What you need to do: Please reproduce all the items below with each "put a pin on" replaced by "place a marker on" and everything else unchanged. Leave the pictures out.

━━━ Record list ━━━

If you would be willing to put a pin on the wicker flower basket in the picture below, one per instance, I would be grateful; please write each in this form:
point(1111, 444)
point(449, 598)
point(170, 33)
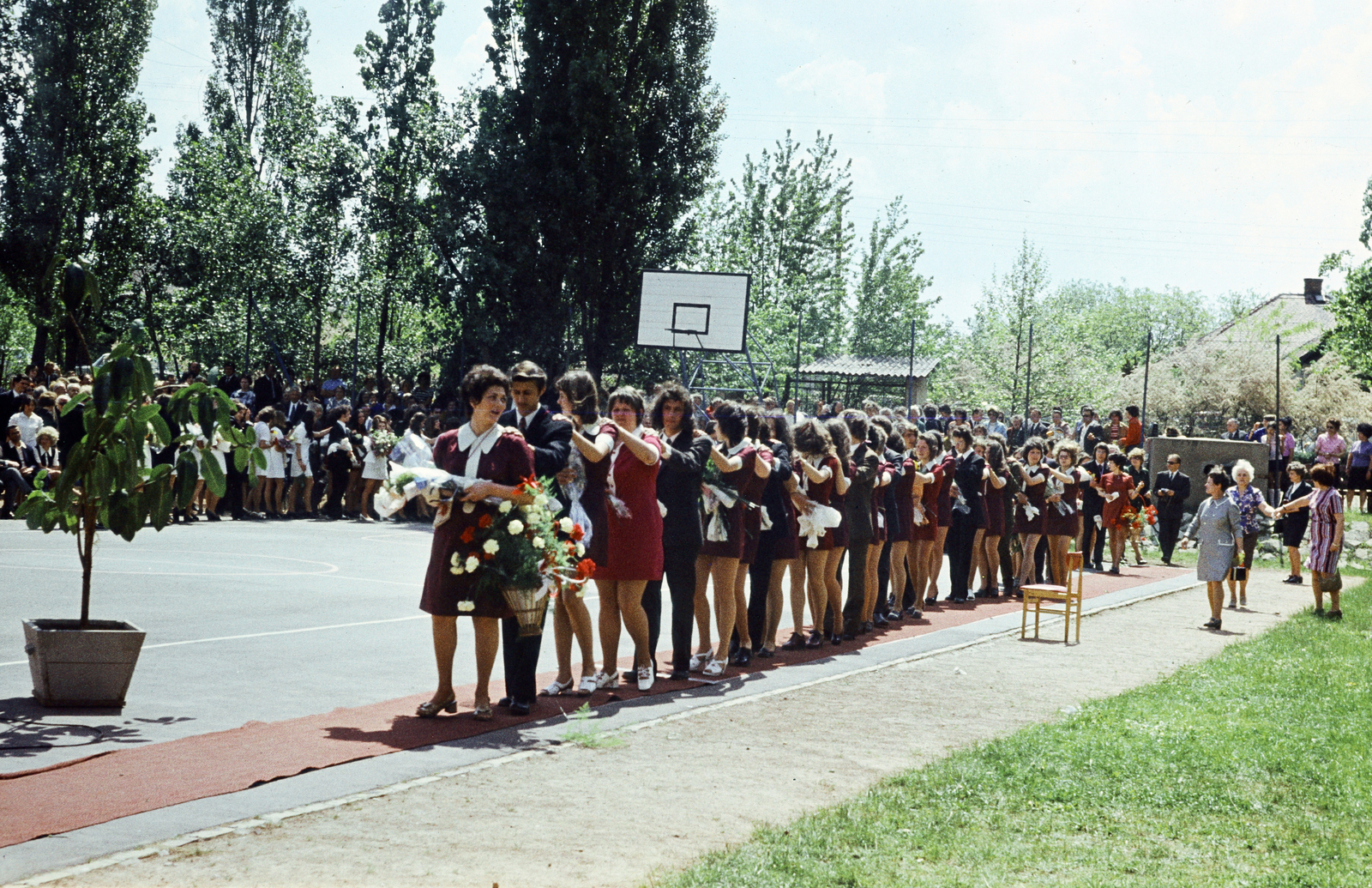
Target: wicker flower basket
point(530, 606)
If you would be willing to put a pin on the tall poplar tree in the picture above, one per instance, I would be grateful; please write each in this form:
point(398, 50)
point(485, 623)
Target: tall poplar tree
point(75, 178)
point(592, 146)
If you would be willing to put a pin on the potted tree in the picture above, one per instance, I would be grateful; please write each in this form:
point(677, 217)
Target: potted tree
point(109, 482)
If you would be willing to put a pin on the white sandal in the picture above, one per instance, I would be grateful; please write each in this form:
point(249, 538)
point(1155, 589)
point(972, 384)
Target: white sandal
point(556, 688)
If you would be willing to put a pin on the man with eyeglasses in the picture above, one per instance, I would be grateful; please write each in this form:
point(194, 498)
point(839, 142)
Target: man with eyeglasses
point(1170, 489)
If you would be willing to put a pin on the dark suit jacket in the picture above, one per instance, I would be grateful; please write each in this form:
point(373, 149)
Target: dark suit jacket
point(858, 501)
point(21, 453)
point(678, 489)
point(1170, 507)
point(967, 475)
point(551, 439)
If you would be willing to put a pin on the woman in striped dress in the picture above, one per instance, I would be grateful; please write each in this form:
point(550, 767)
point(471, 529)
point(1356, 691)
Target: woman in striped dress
point(1326, 535)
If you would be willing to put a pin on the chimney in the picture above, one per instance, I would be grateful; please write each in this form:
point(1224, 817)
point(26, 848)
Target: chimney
point(1315, 290)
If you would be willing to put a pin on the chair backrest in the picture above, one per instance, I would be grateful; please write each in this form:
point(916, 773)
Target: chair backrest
point(1074, 563)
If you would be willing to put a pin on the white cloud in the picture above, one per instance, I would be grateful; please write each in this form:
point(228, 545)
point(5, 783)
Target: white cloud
point(843, 84)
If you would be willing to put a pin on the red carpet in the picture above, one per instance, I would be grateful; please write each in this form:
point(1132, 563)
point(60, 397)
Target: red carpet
point(129, 782)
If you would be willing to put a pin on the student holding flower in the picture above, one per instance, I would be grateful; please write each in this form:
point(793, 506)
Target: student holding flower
point(496, 462)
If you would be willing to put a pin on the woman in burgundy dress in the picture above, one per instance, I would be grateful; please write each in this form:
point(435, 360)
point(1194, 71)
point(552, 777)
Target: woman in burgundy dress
point(736, 457)
point(1062, 528)
point(751, 489)
point(818, 467)
point(903, 489)
point(583, 482)
point(1033, 475)
point(1116, 480)
point(988, 556)
point(633, 531)
point(498, 460)
point(843, 480)
point(930, 483)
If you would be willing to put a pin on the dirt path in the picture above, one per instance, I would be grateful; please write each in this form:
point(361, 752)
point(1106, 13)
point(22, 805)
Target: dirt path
point(678, 788)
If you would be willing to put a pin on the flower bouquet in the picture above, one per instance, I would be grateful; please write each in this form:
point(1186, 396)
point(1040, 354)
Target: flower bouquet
point(525, 553)
point(436, 486)
point(383, 442)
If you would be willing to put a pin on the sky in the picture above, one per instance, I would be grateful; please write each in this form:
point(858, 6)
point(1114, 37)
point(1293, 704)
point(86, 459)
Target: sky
point(1213, 147)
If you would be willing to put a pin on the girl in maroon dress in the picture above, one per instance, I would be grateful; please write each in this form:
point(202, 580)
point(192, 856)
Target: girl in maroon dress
point(1033, 474)
point(905, 492)
point(1062, 529)
point(930, 480)
point(578, 398)
point(843, 480)
point(752, 489)
point(497, 460)
point(736, 457)
point(1117, 480)
point(633, 531)
point(994, 503)
point(820, 471)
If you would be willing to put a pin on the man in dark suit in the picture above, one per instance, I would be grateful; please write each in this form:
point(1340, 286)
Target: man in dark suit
point(1092, 504)
point(551, 439)
point(10, 400)
point(967, 515)
point(1170, 492)
point(295, 409)
point(18, 466)
point(678, 489)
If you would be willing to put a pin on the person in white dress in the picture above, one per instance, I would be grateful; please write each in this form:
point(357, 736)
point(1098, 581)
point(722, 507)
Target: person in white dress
point(302, 474)
point(375, 466)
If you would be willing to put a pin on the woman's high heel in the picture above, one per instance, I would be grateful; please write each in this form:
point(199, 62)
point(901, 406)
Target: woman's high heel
point(431, 710)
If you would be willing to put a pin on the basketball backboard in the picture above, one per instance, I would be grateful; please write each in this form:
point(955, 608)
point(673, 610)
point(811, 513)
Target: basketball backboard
point(700, 311)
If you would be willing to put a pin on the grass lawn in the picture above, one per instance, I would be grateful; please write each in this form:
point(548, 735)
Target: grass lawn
point(1250, 769)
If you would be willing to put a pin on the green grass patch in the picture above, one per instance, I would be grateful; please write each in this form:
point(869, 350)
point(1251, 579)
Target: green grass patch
point(1249, 769)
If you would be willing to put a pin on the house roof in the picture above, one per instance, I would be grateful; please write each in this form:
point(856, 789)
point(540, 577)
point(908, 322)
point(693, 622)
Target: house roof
point(1300, 323)
point(854, 365)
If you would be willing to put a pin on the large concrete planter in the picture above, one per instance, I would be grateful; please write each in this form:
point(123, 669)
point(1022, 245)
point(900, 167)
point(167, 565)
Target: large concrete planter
point(75, 666)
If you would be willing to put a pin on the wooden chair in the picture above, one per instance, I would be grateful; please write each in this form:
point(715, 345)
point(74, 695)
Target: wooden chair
point(1047, 599)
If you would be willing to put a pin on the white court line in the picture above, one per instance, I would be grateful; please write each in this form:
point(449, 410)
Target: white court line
point(283, 631)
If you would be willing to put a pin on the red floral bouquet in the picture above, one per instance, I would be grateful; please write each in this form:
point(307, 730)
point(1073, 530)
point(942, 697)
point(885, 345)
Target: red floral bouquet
point(526, 553)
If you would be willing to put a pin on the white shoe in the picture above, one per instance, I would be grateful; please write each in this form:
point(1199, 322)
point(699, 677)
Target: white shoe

━━━

The response:
If you would be willing to place a marker on the wicker flower basket in the picture below, one per instance, I would be grateful; please write each in this form:
point(1111, 444)
point(449, 598)
point(170, 33)
Target: wicker flower basket
point(530, 606)
If you would be willing to place a marker on the tall poplar tree in the picture above, one per instance, I would be grateful; please write each in this form:
point(398, 50)
point(485, 623)
Target: tall poplar tree
point(75, 178)
point(592, 146)
If you would be willing to place a marker on the potted tree in the picture above, one per instance, I would be grateful; please write each in this form:
point(677, 217)
Target: potted tree
point(109, 482)
If you would be willing to place a marker on the white sandal in the picture above, one per instance, I would be grateful; please write each in this form:
point(249, 538)
point(1155, 589)
point(972, 384)
Target: white sandal
point(556, 688)
If you would be willing to place a marker on the man with eyeglasses in the picture above, one per instance, I would be grateful; please write each in this form:
point(194, 498)
point(839, 142)
Target: man with eyeglasses
point(1170, 489)
If you would be willing to place a marker on the dark suit jacket in the picture above, one per instance, I would be grateful; please write each in this form:
point(373, 149)
Target: dark suit jacket
point(858, 501)
point(21, 453)
point(678, 489)
point(1170, 507)
point(967, 475)
point(551, 439)
If you would be willing to place a marker on the woman in striped dress in the picture above, one per instance, I would be grateful; please write each in this form:
point(550, 767)
point(471, 529)
point(1356, 691)
Target: woman in striped dress
point(1326, 535)
If you would be willing to place a marker on the chimney in the picture above, one per instance, I would be grateful; please write each in this form:
point(1224, 817)
point(26, 848)
Target: chimney
point(1315, 290)
If you would be willing to place a marker on the chair backrest in the picture above, one per instance, I would be grateful; please write each in this form:
point(916, 773)
Target: chair backrest
point(1074, 563)
If you would be willing to place a marker on the white cloud in the picture above, one per instance, I would be grateful; please write each in this form:
point(228, 545)
point(5, 783)
Target: white cloud
point(843, 84)
If you would be willing to place a marker on the red carpet in the picture above, one per instance, I would be grateful; please write each in this form:
point(1132, 563)
point(60, 397)
Target: red carpet
point(129, 782)
If you would be willing to place a marker on the student holding flower in the picture above, one per instance, I would be grateful; please write each in this form:
point(793, 506)
Target: student holding flower
point(496, 462)
If you would be willing to place a marker on the woman in burgundy dress in the picture above, one per instance, I would be grateful; please write each in this form:
point(435, 360)
point(1194, 71)
point(552, 777)
Target: woman in burgundy dress
point(736, 457)
point(1062, 528)
point(751, 489)
point(818, 467)
point(903, 489)
point(583, 482)
point(1033, 475)
point(1116, 480)
point(988, 556)
point(633, 531)
point(498, 460)
point(843, 480)
point(930, 483)
If you would be willing to place a marker on the dirt path in the picture above, one per instance, I would be grateful; please write each in this form:
point(361, 752)
point(1106, 13)
point(22, 805)
Target: dirt path
point(678, 788)
If you would be willing to place a marker on the flower bouquet in the picture above, one per instance, I would be grateful; please write each in this form:
point(1186, 396)
point(1040, 354)
Target: flower bouquet
point(525, 553)
point(436, 486)
point(383, 442)
If you would be willing to place a marker on the sky in the picture above, one per instance, I would be grateful; please write each in this form:
point(858, 6)
point(1114, 37)
point(1293, 704)
point(86, 459)
Target: sky
point(1213, 147)
If you would be willing to place a marker on the girl in maroon dress in the picture above, one per instance, I would be grateful; please write each in this form:
point(202, 580)
point(192, 856)
Target: girl in maroon dress
point(1033, 474)
point(905, 492)
point(1062, 529)
point(930, 480)
point(578, 398)
point(843, 480)
point(752, 489)
point(497, 460)
point(736, 457)
point(1117, 480)
point(633, 531)
point(994, 503)
point(820, 471)
If you would be willing to place a marker on the man in dark suit in the picture above, one per instance, I would be grateful; please write each in this form:
point(1340, 286)
Target: man in dark suit
point(1092, 504)
point(551, 439)
point(10, 400)
point(967, 515)
point(1170, 492)
point(295, 409)
point(18, 466)
point(678, 489)
If you would be willing to place a marker on the person in white dress in the picture above, one per instance, I would be grateful; please write each in this form:
point(357, 736)
point(1098, 581)
point(722, 507)
Target: person in white dress
point(302, 474)
point(375, 466)
If you would be willing to place a marker on the woman's high heel in the picture above, one per instance, I would be grateful; please write each in this form:
point(199, 62)
point(901, 406)
Target: woman's high heel
point(431, 710)
If you would be willing to place a marker on the basketball backboard in the picture above, one per instance, I would be grateful; please write each in this form:
point(955, 608)
point(673, 610)
point(811, 513)
Target: basketball backboard
point(700, 311)
If you would be willing to place a marker on the grass lawn in the picture above, one per instance, I would be grateful; please write each in this form:
point(548, 735)
Target: grass lawn
point(1250, 769)
If you would be willing to place a marker on the green grass patch in the picture above, one per instance, I would be grateful; please write each in this form:
point(869, 350)
point(1251, 579)
Target: green grass patch
point(1249, 769)
If you would be willing to place a marker on the house roof in the picture above, one per instance, I would be grateful; please write each in this form:
point(856, 789)
point(540, 577)
point(908, 322)
point(693, 622)
Target: house roof
point(1300, 323)
point(854, 365)
If you would be willing to place a marker on the large concrete planter in the picture above, one per instance, I would be grateful; please write each in this form:
point(123, 669)
point(1022, 245)
point(900, 167)
point(167, 565)
Target: large concrete planter
point(75, 666)
If you would be willing to place a marker on the wooden chair in the picture above, one per instance, I would be grateful; please write each in this form:
point(715, 345)
point(74, 695)
Target: wooden chair
point(1047, 599)
If you would be willing to place a marker on the white court line in the picture above, one per instance, I would be grateful; please write each in this form:
point(449, 410)
Target: white court line
point(283, 631)
If you would be willing to place a marker on the red floral bouquet in the picture above, one per instance, I would be grateful; please write each in this form:
point(307, 730)
point(1073, 530)
point(942, 697)
point(885, 345)
Target: red floral bouquet
point(526, 553)
If you would be willing to place a marker on the white shoe in the picture above, one per instance, I would be grateful; please write each in this form:
point(1199, 322)
point(699, 677)
Target: white shoe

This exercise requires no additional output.